* [REQUIRED ACTION]
Looking at the entries below, state how many lines contain the word "concrete". Give the number alone.

[Segmentation mask data]
=-=-=-=-=

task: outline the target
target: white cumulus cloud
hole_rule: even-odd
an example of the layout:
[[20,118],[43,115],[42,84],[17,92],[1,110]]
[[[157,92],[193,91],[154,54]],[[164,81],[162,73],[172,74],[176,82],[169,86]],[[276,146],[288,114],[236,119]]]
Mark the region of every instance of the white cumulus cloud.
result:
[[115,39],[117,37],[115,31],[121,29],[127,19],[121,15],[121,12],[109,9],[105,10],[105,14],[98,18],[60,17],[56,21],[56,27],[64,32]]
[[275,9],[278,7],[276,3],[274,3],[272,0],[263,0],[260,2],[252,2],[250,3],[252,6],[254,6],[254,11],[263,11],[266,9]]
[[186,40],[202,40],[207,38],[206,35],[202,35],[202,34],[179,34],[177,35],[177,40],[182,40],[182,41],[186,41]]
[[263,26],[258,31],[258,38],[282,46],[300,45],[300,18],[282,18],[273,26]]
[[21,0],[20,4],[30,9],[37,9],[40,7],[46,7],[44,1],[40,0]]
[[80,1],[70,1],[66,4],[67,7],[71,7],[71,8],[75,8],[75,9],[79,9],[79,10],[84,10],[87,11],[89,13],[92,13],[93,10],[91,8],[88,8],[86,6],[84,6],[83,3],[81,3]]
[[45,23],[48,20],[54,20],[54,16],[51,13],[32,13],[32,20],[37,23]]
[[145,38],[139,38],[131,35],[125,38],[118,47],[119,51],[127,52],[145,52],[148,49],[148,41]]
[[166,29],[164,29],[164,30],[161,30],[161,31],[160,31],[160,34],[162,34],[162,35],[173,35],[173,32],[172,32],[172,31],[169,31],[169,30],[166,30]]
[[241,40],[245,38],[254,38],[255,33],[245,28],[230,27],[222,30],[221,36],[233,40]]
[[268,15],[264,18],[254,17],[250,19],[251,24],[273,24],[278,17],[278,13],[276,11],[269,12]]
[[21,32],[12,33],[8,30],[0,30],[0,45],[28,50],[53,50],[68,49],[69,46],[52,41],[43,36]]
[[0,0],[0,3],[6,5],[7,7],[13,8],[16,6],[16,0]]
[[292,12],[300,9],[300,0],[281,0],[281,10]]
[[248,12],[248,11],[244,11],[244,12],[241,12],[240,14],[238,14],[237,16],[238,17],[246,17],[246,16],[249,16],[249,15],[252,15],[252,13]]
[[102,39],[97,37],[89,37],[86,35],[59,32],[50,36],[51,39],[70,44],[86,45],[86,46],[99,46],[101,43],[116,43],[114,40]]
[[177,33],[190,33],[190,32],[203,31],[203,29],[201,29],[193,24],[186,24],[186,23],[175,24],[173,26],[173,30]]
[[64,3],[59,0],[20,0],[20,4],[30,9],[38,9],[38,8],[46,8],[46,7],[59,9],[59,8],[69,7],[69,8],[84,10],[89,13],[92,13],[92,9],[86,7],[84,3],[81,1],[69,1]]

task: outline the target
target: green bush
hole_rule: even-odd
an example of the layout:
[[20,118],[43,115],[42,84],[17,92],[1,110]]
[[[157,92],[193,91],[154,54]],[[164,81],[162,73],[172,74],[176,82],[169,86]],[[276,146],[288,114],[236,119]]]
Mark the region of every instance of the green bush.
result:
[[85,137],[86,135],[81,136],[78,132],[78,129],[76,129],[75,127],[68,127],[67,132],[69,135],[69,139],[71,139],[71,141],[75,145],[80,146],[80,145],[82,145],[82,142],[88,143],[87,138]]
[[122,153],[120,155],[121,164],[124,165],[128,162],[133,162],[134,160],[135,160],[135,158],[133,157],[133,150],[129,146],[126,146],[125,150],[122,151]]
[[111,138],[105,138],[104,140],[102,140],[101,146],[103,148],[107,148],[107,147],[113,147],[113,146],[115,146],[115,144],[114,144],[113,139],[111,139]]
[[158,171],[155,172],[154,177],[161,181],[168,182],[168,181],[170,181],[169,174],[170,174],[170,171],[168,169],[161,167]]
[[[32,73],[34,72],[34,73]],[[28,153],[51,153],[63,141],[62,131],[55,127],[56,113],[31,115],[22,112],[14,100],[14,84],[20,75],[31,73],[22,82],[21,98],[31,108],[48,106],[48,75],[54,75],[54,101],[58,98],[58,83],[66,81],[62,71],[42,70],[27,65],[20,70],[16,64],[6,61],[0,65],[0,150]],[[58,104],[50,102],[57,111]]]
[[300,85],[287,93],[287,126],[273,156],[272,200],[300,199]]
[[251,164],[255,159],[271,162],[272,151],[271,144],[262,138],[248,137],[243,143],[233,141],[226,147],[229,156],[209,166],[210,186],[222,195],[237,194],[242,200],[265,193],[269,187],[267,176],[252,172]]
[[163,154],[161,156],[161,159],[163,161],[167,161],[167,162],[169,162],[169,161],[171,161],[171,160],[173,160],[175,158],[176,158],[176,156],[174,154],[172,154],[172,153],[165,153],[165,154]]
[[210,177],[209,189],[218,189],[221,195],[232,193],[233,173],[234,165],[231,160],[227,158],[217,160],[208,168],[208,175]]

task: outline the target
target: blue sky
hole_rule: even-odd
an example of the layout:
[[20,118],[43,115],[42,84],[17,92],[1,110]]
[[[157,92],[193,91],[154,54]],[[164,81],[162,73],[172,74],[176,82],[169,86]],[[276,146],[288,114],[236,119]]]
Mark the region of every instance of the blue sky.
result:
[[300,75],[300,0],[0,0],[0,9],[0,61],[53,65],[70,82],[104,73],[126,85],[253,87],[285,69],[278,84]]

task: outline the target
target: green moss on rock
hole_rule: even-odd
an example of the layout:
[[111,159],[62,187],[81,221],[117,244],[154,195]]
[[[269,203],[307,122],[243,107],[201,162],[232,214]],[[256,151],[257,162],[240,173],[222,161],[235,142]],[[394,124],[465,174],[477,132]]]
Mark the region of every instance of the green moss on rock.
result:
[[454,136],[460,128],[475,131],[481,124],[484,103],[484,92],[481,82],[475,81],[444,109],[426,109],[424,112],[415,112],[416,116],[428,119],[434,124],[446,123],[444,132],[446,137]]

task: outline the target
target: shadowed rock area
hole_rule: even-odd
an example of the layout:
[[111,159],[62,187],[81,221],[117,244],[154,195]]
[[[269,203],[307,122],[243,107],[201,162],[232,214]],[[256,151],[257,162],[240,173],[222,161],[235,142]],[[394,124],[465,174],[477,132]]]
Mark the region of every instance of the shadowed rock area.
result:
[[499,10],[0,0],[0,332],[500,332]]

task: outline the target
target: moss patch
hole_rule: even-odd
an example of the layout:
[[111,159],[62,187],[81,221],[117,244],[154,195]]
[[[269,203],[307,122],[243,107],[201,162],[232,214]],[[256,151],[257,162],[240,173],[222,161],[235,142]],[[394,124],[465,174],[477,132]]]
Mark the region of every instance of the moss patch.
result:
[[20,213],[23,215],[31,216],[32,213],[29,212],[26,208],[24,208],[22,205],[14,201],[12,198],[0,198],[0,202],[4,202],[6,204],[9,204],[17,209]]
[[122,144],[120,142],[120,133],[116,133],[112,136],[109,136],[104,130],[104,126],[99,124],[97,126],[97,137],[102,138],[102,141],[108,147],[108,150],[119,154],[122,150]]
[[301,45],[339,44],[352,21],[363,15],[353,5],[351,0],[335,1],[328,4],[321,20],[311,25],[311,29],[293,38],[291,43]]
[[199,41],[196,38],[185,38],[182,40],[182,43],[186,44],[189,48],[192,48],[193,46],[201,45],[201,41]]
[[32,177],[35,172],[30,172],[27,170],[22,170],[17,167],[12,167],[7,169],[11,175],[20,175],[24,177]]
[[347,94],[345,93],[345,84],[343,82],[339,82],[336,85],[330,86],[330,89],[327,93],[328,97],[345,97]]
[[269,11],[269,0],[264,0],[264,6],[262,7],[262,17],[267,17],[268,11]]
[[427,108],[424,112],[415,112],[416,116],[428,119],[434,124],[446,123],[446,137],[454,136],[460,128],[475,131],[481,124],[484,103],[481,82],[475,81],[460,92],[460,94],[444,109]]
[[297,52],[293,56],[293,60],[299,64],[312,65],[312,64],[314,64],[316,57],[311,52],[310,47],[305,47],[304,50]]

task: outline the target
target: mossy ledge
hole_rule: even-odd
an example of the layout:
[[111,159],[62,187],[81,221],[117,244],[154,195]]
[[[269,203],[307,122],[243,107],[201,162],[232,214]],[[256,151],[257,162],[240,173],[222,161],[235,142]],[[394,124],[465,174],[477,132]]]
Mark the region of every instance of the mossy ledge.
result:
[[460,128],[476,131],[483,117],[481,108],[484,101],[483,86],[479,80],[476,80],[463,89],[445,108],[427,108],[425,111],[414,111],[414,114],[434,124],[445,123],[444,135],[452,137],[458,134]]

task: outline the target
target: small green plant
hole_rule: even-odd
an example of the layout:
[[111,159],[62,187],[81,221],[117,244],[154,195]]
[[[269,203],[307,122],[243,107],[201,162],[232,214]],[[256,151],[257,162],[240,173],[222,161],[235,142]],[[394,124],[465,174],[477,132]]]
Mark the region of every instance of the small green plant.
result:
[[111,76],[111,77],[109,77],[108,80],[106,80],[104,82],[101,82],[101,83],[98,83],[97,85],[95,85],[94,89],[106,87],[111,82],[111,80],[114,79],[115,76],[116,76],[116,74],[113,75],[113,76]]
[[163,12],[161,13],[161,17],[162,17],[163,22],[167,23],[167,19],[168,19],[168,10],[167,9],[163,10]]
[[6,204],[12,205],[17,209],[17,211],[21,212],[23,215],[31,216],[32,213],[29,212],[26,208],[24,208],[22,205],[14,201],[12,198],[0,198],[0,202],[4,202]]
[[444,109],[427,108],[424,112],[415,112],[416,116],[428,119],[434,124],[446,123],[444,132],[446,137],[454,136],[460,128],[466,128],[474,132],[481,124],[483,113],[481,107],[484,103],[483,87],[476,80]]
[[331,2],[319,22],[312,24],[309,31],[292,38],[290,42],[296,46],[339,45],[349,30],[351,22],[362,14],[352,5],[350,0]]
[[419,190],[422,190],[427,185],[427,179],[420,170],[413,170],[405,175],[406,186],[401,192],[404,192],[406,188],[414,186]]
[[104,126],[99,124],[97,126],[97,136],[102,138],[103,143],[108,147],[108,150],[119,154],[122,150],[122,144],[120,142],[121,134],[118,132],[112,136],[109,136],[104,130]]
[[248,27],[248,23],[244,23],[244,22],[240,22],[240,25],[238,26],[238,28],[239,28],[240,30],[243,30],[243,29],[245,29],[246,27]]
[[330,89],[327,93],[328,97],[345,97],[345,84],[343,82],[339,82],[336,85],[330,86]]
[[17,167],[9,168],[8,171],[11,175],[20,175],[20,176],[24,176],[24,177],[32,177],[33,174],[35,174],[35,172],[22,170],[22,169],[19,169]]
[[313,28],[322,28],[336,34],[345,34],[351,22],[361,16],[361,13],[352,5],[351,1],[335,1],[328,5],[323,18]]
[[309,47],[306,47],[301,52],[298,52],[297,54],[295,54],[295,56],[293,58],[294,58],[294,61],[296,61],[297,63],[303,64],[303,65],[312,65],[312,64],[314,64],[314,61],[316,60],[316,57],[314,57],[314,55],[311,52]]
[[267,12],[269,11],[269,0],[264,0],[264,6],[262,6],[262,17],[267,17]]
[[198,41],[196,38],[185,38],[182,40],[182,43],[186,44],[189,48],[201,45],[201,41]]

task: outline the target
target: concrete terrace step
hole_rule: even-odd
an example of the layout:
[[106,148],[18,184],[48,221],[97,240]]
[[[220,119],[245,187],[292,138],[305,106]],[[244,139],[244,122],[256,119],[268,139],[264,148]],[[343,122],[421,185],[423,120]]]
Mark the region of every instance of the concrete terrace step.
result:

=-=-=-=-=

* [RESPONSE TO THIS EXERCISE]
2